Collection entries:

★ ★ ★ ★

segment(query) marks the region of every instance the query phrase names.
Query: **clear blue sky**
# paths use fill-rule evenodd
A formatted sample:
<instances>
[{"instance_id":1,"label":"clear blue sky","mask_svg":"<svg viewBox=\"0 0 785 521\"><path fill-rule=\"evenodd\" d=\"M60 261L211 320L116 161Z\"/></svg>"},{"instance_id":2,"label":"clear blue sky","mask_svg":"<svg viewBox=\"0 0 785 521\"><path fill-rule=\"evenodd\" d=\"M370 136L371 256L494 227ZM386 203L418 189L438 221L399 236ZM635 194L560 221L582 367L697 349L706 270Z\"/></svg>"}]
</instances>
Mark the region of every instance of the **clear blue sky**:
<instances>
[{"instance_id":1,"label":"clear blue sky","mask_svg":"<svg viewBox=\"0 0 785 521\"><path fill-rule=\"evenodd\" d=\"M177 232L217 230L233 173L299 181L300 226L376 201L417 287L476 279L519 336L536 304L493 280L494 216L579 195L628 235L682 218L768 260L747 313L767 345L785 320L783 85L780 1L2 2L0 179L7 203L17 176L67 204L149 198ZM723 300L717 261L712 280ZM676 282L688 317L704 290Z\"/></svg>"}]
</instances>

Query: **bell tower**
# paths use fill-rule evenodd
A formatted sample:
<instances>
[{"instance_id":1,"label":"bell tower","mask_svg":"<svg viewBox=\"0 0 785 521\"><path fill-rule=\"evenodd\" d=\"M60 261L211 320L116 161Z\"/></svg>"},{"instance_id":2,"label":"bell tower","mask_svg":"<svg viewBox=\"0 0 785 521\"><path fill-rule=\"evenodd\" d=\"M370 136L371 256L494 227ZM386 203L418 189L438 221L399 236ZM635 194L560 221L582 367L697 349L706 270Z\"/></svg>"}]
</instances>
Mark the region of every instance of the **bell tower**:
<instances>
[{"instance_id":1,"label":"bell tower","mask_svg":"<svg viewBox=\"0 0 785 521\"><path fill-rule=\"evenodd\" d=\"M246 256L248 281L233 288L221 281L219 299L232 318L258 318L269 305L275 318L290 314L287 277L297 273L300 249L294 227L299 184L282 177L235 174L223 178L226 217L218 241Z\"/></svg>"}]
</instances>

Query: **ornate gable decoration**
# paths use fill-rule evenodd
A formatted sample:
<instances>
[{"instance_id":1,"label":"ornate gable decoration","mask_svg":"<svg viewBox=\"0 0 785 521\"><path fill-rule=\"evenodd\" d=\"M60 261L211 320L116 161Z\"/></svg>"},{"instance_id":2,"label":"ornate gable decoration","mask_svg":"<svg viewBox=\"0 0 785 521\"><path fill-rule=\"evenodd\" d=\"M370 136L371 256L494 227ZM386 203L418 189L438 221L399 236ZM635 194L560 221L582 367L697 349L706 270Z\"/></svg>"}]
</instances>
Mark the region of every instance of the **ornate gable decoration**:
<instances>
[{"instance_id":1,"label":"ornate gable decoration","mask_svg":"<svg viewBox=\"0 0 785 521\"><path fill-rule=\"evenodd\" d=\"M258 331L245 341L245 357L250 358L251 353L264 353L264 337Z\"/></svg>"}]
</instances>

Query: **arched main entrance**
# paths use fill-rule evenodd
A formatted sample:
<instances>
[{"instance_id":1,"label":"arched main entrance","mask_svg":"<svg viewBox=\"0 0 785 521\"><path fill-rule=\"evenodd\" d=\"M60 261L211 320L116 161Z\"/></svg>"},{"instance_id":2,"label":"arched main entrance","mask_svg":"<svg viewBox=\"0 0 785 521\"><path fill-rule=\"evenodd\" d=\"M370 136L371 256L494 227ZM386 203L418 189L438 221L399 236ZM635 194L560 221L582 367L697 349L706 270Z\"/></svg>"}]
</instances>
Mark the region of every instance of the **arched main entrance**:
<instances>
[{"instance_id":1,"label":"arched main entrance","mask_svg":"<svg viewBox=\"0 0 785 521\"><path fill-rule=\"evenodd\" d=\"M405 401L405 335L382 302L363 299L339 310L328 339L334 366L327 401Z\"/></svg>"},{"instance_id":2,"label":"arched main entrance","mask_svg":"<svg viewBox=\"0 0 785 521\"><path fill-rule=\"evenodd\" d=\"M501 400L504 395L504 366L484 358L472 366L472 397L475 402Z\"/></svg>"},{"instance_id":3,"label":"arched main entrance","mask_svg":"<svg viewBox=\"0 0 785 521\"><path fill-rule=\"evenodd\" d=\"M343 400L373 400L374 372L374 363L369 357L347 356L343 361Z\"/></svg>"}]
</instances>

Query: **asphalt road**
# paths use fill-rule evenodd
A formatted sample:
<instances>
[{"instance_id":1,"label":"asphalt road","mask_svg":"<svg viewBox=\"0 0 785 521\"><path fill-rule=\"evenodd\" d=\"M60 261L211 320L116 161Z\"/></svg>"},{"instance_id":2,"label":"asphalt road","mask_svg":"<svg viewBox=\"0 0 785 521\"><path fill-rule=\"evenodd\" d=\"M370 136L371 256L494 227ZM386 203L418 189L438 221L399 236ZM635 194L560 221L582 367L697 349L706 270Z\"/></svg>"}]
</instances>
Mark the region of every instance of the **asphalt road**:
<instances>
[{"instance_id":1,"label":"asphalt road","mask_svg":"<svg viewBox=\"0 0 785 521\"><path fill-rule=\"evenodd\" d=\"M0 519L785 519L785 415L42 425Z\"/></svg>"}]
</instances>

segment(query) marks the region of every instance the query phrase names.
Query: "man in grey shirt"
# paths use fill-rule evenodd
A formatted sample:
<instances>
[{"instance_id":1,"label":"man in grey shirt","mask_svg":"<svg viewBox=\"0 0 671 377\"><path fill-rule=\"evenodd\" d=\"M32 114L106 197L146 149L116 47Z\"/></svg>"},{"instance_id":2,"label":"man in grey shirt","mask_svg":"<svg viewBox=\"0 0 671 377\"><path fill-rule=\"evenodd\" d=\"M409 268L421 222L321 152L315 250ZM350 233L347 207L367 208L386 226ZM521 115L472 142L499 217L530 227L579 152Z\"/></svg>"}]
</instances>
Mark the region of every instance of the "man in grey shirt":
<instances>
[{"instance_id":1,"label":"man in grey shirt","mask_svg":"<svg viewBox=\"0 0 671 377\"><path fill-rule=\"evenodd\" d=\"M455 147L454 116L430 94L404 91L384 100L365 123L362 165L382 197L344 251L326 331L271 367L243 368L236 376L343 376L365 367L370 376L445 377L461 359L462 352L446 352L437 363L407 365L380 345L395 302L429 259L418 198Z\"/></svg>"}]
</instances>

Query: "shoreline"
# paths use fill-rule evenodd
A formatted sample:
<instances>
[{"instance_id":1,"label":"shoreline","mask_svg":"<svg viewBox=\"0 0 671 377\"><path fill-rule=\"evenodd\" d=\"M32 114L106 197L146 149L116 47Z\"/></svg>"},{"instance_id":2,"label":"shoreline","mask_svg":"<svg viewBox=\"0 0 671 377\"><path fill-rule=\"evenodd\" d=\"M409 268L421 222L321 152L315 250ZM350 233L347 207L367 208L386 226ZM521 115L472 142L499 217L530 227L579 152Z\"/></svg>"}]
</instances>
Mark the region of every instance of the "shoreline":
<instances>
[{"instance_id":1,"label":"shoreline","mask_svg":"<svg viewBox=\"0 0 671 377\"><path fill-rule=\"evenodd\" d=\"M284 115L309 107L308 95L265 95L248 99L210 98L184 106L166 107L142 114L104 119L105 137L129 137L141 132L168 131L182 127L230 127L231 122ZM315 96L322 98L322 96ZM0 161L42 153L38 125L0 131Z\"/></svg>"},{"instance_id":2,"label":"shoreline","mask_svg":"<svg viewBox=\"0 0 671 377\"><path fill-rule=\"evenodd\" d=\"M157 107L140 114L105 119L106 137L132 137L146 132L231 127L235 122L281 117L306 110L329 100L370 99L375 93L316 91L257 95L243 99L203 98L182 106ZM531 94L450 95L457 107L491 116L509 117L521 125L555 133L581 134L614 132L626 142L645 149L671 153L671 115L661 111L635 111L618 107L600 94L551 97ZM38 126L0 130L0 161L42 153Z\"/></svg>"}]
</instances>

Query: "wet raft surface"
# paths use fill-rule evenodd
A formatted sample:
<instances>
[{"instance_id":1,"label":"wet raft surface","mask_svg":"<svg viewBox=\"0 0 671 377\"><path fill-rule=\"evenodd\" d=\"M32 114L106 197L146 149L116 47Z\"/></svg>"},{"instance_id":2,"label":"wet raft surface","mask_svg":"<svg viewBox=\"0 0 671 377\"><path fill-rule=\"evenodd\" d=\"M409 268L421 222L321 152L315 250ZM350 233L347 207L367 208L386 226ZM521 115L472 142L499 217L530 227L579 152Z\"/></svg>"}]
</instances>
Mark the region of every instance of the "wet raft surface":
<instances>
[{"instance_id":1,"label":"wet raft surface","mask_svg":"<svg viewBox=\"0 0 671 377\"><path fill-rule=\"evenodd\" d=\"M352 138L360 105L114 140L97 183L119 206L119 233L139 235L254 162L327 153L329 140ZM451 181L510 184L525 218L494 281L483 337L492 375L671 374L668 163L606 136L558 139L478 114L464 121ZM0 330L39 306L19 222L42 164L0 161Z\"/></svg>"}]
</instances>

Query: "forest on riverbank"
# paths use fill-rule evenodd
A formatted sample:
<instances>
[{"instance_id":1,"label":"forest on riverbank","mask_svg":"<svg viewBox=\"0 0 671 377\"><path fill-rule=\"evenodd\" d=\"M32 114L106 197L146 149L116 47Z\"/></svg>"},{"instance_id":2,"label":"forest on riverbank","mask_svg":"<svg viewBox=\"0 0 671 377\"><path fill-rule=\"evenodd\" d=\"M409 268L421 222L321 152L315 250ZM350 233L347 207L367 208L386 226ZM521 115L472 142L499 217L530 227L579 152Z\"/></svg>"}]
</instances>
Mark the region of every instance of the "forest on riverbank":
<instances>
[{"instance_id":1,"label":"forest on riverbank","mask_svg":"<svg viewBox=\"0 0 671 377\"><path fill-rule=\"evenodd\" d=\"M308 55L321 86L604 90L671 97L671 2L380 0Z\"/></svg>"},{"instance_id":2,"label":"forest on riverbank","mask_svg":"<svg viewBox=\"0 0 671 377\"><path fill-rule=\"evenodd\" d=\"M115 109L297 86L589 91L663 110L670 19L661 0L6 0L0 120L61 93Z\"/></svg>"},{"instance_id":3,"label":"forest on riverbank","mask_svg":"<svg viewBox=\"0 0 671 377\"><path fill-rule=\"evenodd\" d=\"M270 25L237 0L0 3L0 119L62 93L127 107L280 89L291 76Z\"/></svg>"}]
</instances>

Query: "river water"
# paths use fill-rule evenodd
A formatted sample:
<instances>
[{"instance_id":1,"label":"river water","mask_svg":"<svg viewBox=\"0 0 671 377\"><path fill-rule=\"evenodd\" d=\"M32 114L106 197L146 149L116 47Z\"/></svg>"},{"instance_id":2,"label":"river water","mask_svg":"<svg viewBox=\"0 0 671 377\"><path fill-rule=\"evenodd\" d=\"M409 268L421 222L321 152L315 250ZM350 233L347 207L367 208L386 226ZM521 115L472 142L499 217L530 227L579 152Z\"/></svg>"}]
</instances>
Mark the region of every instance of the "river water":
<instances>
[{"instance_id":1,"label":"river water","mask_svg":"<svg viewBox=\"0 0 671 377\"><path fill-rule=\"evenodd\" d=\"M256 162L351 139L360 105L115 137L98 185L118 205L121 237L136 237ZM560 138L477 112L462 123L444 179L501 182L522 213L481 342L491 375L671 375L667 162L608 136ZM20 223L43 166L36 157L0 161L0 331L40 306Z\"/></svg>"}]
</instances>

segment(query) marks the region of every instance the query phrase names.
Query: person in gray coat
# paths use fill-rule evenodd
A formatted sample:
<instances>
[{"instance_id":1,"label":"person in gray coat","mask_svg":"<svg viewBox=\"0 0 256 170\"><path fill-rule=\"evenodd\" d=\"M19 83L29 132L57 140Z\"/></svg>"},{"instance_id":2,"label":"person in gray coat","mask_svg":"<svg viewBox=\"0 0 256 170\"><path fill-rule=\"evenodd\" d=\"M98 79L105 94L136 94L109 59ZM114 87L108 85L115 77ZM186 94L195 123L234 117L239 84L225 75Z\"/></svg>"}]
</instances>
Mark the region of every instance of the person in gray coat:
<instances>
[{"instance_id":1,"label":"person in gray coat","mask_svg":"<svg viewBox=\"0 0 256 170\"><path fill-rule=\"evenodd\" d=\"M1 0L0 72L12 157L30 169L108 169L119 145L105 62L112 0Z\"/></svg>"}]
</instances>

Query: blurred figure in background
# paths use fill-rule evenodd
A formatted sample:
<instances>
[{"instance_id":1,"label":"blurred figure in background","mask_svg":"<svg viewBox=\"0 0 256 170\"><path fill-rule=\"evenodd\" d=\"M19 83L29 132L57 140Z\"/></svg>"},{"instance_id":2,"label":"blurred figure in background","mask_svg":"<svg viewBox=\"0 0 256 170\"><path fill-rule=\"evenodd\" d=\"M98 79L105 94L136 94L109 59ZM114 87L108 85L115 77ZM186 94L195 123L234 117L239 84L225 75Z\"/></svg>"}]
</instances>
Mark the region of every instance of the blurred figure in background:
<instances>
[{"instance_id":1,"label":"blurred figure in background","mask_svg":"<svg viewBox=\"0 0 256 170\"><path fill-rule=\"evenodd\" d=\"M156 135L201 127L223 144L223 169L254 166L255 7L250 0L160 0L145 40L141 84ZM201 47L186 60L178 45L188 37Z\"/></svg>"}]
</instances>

★ ★ ★ ★

Task goal
Swap "formatted sample" for "reference sample" in the records, starting at the line containing "Query: blurred figure in background" and ending at the end of the records, and give those lines again with nothing else changed.

Expected output
Query: blurred figure in background
# paths use fill-rule evenodd
A reference sample:
<instances>
[{"instance_id":1,"label":"blurred figure in background","mask_svg":"<svg viewBox=\"0 0 256 170\"><path fill-rule=\"evenodd\" d=\"M19 83L29 132L57 140Z\"/></svg>"},{"instance_id":2,"label":"blurred figure in background","mask_svg":"<svg viewBox=\"0 0 256 170\"><path fill-rule=\"evenodd\" d=\"M98 79L105 94L136 94L109 59ZM114 87L108 85L115 77ZM186 94L195 123L234 117L239 84L225 75Z\"/></svg>"}]
</instances>
Mark the region of every instance of the blurred figure in background:
<instances>
[{"instance_id":1,"label":"blurred figure in background","mask_svg":"<svg viewBox=\"0 0 256 170\"><path fill-rule=\"evenodd\" d=\"M156 135L201 127L223 144L223 169L254 166L255 7L250 0L160 0L145 40L141 84ZM201 47L186 60L178 45L188 37Z\"/></svg>"}]
</instances>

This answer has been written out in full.